--- Begin ---

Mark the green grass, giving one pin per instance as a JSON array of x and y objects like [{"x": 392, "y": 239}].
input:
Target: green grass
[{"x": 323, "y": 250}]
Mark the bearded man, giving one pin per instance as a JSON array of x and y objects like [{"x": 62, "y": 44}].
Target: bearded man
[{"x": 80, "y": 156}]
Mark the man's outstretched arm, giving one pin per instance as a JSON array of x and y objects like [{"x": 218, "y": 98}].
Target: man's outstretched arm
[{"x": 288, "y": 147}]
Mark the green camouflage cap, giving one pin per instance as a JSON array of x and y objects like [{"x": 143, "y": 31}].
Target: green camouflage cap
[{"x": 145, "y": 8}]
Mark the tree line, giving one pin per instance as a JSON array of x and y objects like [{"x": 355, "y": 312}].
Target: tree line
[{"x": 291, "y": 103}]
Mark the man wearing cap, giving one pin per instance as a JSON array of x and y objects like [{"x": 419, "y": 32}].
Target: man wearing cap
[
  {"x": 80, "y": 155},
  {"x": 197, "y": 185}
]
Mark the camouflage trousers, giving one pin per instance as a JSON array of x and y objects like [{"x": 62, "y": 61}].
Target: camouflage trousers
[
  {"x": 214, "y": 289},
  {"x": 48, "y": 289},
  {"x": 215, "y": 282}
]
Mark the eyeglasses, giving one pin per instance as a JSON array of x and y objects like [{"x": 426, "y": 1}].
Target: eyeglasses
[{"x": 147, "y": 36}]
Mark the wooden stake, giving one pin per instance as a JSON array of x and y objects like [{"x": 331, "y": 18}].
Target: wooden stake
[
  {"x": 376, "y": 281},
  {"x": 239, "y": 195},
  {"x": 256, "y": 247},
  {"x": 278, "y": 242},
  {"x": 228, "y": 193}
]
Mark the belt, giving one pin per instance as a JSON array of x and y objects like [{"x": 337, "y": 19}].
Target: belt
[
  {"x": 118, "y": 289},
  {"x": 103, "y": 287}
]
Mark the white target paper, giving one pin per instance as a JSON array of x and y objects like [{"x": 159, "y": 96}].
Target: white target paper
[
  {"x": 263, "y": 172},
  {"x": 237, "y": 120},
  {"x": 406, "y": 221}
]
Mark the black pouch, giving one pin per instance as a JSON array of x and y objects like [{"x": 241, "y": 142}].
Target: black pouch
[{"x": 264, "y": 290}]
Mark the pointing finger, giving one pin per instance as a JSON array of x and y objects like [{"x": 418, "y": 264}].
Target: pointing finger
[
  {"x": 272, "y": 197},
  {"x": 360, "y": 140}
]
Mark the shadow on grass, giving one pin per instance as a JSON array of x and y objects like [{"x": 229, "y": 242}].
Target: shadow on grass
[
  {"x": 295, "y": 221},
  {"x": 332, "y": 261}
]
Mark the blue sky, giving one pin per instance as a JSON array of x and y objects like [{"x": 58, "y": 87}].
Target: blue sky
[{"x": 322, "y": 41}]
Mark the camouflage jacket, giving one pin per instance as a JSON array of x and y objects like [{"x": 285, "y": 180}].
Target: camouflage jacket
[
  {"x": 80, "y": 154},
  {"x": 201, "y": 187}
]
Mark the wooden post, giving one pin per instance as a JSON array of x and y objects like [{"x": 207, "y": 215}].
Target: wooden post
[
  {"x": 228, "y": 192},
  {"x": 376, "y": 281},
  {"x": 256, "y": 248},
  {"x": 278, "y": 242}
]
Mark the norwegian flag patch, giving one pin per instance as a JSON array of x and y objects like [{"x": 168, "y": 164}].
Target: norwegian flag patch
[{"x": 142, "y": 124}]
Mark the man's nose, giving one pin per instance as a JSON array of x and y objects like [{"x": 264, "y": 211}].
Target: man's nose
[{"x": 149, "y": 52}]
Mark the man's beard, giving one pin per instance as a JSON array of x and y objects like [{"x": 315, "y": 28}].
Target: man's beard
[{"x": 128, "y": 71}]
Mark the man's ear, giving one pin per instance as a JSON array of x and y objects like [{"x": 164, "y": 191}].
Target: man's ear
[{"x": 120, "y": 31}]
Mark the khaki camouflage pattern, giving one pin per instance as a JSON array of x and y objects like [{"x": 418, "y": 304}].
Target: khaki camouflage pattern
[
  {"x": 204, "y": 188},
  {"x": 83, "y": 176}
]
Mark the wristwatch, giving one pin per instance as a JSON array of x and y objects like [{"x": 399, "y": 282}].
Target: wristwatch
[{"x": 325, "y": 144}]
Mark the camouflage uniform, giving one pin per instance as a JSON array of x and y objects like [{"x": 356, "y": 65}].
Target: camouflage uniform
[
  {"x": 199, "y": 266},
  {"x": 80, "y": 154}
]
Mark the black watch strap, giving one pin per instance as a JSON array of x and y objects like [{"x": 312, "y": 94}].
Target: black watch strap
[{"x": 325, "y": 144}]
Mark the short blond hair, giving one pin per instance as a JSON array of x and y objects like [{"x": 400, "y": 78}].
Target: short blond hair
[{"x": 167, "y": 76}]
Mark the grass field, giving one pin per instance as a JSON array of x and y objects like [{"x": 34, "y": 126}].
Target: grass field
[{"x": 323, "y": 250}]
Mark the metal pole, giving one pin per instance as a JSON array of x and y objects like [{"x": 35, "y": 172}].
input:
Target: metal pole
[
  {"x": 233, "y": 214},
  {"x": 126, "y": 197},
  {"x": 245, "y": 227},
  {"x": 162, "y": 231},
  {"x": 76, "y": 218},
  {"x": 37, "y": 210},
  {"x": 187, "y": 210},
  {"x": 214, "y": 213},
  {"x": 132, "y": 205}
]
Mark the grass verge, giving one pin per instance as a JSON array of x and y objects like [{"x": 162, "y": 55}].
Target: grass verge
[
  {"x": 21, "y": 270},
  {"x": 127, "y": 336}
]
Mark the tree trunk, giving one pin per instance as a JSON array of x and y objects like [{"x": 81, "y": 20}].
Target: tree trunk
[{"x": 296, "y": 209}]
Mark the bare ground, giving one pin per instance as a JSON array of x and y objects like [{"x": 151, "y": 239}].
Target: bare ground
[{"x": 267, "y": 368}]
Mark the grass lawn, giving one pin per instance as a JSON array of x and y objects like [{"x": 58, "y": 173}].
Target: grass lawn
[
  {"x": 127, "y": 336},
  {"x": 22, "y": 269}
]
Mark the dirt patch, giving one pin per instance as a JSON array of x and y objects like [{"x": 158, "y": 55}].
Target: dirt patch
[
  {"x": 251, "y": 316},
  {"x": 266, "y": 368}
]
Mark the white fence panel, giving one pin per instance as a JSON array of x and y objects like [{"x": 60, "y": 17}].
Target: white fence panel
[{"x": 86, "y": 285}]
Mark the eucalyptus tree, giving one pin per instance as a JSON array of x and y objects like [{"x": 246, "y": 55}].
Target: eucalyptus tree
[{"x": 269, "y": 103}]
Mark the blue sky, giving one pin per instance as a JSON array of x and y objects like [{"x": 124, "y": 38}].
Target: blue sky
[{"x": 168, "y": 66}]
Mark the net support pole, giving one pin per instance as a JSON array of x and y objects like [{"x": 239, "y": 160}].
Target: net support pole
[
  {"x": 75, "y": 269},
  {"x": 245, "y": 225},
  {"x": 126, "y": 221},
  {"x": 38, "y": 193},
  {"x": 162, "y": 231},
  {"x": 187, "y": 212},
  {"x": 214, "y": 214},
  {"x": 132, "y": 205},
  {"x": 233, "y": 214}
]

--- End ---

→ Exercise
Find the line that contains "Mark the eucalyptus" in the listing above. Retype it and every line after it up to the last, exactly, and nothing else.

→ Answer in full
Mark the eucalyptus tree, giving one pin per instance as a JSON array of x and y objects like [{"x": 246, "y": 55}].
Target: eucalyptus tree
[{"x": 269, "y": 103}]
Mark the blue sky, giving one pin per instance as a JSON array of x and y objects like [{"x": 124, "y": 38}].
Target: blue sky
[{"x": 168, "y": 66}]
Mark the net support pole, giving one pin per instance as a JSON array of x and y objects like [{"x": 239, "y": 160}].
Target: net support pole
[
  {"x": 75, "y": 269},
  {"x": 245, "y": 225},
  {"x": 126, "y": 221},
  {"x": 38, "y": 193},
  {"x": 162, "y": 231},
  {"x": 187, "y": 212},
  {"x": 214, "y": 214},
  {"x": 132, "y": 205},
  {"x": 233, "y": 214}
]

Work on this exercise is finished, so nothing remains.